TASK INPUT –
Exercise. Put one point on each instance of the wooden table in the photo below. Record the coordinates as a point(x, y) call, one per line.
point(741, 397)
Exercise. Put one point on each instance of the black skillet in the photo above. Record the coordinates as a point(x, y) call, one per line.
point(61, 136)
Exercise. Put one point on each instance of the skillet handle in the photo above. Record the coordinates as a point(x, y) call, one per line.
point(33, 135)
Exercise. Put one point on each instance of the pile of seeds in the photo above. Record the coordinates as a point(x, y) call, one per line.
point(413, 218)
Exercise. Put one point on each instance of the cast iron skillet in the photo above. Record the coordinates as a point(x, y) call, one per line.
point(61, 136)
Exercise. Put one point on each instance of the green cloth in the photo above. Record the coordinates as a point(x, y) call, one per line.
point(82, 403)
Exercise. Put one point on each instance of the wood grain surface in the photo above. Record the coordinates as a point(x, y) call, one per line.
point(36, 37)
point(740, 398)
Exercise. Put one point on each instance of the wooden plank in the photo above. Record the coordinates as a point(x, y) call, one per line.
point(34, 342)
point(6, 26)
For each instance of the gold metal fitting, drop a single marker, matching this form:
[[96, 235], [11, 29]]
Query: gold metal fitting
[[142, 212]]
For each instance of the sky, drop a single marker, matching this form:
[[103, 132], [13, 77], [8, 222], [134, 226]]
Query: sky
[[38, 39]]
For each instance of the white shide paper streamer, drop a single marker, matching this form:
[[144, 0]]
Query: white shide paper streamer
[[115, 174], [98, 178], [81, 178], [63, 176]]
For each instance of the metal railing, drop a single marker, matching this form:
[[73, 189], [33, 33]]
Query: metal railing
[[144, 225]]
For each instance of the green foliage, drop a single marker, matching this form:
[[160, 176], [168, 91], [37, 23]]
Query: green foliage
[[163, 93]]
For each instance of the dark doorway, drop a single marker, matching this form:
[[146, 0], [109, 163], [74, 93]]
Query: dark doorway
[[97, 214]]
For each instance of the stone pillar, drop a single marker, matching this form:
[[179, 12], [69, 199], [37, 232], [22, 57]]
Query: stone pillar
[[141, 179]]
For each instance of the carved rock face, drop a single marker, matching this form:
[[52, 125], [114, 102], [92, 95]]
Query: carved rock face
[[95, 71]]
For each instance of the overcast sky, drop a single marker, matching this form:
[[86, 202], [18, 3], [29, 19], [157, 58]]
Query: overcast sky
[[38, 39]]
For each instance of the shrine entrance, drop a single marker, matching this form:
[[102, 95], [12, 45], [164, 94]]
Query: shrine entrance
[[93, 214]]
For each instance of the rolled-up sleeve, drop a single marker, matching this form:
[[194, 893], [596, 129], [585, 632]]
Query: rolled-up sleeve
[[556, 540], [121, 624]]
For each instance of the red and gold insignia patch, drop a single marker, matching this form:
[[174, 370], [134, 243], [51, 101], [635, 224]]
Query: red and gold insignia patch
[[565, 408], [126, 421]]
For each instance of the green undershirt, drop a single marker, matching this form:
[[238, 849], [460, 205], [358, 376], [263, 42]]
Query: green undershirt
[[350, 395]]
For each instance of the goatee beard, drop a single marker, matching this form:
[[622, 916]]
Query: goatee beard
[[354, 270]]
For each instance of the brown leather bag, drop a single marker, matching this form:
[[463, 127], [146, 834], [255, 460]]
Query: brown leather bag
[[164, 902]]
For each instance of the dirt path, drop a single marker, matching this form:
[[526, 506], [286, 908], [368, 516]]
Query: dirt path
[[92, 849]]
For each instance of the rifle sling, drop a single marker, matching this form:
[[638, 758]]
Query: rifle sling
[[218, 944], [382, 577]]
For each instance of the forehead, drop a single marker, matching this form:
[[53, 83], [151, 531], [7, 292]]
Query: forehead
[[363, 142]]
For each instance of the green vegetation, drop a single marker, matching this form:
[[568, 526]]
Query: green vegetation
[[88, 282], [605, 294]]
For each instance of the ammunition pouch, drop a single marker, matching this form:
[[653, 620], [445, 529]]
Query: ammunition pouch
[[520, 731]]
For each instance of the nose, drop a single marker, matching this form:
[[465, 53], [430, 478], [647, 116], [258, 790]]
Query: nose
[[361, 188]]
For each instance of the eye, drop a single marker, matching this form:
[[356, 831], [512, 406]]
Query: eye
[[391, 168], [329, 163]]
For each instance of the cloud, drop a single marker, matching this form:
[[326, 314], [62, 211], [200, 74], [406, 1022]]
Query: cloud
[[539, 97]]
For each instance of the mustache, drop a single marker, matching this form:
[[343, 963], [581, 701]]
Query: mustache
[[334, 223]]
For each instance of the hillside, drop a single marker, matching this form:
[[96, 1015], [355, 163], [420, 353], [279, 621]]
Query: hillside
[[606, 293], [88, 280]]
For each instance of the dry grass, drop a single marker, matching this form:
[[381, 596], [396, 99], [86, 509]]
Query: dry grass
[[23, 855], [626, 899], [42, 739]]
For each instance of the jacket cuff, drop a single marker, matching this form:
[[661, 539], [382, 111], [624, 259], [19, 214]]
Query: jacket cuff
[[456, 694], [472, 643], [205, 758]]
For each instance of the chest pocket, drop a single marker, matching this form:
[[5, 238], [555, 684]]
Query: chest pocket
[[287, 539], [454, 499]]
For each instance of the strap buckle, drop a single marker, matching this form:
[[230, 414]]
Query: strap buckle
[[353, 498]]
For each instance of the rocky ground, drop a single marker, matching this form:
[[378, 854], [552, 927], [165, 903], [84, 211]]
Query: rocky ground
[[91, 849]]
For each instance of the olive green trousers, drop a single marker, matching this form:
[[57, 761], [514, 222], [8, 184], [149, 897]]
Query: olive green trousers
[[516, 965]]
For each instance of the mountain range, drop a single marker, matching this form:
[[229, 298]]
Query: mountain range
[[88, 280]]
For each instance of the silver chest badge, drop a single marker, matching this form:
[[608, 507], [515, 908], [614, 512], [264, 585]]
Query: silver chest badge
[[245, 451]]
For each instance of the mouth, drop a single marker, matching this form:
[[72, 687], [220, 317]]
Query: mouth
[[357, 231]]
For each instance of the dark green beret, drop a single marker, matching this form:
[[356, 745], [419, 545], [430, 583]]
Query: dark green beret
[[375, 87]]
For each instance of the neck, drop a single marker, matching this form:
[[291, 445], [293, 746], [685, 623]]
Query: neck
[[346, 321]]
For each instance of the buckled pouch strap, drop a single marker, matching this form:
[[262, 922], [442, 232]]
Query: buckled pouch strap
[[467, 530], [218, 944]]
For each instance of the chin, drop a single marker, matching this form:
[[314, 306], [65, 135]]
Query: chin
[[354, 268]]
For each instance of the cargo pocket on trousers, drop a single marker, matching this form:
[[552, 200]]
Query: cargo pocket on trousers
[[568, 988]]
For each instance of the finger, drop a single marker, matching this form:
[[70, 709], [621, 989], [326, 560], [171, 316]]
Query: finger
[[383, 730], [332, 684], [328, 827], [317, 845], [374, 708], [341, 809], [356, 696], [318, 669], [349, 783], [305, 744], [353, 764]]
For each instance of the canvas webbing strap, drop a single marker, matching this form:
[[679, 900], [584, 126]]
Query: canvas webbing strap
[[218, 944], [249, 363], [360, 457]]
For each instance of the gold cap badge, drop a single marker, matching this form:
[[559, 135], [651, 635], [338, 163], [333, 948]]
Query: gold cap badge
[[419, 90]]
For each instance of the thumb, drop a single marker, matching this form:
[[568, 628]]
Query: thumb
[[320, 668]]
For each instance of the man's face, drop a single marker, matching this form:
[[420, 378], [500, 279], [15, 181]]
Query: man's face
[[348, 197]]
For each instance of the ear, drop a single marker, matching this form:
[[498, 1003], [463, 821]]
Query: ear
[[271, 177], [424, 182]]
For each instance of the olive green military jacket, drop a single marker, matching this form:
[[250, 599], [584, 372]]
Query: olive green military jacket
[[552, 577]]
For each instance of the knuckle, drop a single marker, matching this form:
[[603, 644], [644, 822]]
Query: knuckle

WORK TO BE COMPLETED –
Copy out, unchanged, the lines that begin with the one containing "For each instance of the chin, drop" and run through the one containing "[[348, 197]]", with both of those lines included.

EXERCISE ANSWER –
For each instance of the chin, drop a single marker, matching this form:
[[314, 306], [65, 135]]
Query: chin
[[354, 268]]
For each instance of the cargo pocket on trousers, drop a single marker, matching this form:
[[552, 200]]
Query: cargo pocket on trousers
[[568, 988]]
For each instance of the finger, drop a single marker, matching this form:
[[70, 709], [621, 989], [326, 560], [171, 316]]
Query: finger
[[383, 730], [332, 684], [328, 827], [317, 845], [374, 708], [341, 809], [356, 696], [318, 669], [349, 783], [305, 744], [353, 764]]
For each instance of the canvas webbing strap, drop a single marker, matching this form:
[[679, 900], [584, 126]]
Query: canvas webbing strap
[[218, 944], [249, 363], [360, 457]]
For each instance of the gold cap badge, drop a single marker, matching this form:
[[559, 135], [651, 635], [338, 163], [333, 948]]
Query: gold cap badge
[[419, 90]]
For each instance of the thumb, drop a single marker, matching this form:
[[568, 628]]
Query: thumb
[[320, 668]]
For each instance of the man's face, drop a single marker, matching this form:
[[420, 378], [500, 279], [15, 181]]
Query: man's face
[[348, 197]]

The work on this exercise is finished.